OPDRACHT
Beantwoord deze vragen met behulp van de tekst over Boötes hieronder:
1. Hoe heet de vrouw van Tyndareüs?
2. Uit welk werk komt de tekening die de tekst noemt?
3. Wat krijgt Boötes in de hand als de tekenaar hem als ossenhoeder ziet?

GEKOZEN TEKST

/---

Hun moeder, de vrouw van Tyndareüs, is Leda. Over haar zal gesproken worden als het sterrenbeeld
Zwaan aan de beurt is. Boötes als de jager achter de beer: zo lijkt zijn
positie aan de hemel wel duidelijk. Op bovenstaande
tekening uit de Mathemata Astronomica van Johann Baptist Cysat
zie je dat duidelijk. Het lijkt vanzelfsprekend dat Boötes
zo afgebeeld wordt, maar er is iets met deze tekening. Boötes
wordt namelijk meestal afgebeeld met zijn rug naar de Grote Beer. Hij zou dus
de andere kant moeten opkijken. Kijkt hij nu naar
voren of achterom? Is hij nu een jager of
een hoeder? En wat heeft hij in
zijn hand? Boötes is wat dubbelzinnig. Je kan eigenlijk
onmiddellijk zien hoe de tekenaar het sterrenbeeld interpreteert. Beschouwt
hij Boötes als een jager, dan geeft hij hem een
speer. Is hij ervan overtuigd dat Boötes een ossenhoeder is, dan krijgt hij een staf of knuppel in de
hand. Als jager heeft hij
soms ook nog twee honden (het sterrenbeeld Jachthonden) aan een riem vast.

\---

GEGEVEN LIJST
/---

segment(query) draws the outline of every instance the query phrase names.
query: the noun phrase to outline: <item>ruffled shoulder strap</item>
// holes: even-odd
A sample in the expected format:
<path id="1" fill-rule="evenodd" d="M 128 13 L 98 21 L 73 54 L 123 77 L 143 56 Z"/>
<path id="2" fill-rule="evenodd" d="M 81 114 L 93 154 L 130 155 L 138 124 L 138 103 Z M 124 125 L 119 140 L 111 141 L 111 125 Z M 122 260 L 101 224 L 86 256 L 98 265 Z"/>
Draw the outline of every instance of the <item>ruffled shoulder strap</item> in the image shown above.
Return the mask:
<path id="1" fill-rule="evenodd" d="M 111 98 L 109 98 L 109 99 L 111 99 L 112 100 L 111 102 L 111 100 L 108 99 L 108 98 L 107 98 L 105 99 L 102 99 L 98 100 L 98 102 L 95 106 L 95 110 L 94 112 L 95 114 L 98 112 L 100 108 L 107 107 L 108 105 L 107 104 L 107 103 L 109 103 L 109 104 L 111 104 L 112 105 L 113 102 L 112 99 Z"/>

\---

ANTWOORD
1. Leda.
2. Uit de Mathemata Astronomica van Johann Baptist Cysat.
3. Een staf of knuppel.